### [GOAL OF THE EXERCISE]
When a line of the records contains "green", copy it.

Phrase grounding data
= Beginning of Section =
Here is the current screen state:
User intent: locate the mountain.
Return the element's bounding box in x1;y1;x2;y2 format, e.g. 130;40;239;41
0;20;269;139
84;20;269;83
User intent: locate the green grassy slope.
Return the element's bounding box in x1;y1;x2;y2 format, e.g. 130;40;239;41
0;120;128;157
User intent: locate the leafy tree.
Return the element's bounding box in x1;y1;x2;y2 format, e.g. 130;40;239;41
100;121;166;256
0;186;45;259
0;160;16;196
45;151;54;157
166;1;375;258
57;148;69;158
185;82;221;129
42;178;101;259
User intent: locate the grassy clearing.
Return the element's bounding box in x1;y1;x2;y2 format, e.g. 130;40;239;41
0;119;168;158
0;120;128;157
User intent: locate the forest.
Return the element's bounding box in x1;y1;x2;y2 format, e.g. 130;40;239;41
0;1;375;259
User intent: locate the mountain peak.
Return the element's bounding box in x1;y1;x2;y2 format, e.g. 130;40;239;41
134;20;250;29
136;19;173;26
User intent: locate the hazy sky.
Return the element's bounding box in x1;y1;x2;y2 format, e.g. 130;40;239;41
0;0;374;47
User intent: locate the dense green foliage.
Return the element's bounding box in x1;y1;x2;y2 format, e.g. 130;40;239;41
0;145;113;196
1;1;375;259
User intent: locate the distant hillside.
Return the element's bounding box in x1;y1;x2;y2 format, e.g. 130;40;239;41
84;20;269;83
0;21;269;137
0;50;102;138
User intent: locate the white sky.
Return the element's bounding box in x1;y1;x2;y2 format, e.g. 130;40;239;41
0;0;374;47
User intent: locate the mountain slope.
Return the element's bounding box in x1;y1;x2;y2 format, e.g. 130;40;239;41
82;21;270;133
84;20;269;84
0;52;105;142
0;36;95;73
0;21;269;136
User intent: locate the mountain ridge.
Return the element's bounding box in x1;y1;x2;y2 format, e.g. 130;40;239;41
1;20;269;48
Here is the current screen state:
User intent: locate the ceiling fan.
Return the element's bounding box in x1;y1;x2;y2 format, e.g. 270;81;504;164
= End of Section =
### [RESULT OF THE EXERCISE]
User intent: locate the green grassy slope.
User intent: locate the dense green foliage.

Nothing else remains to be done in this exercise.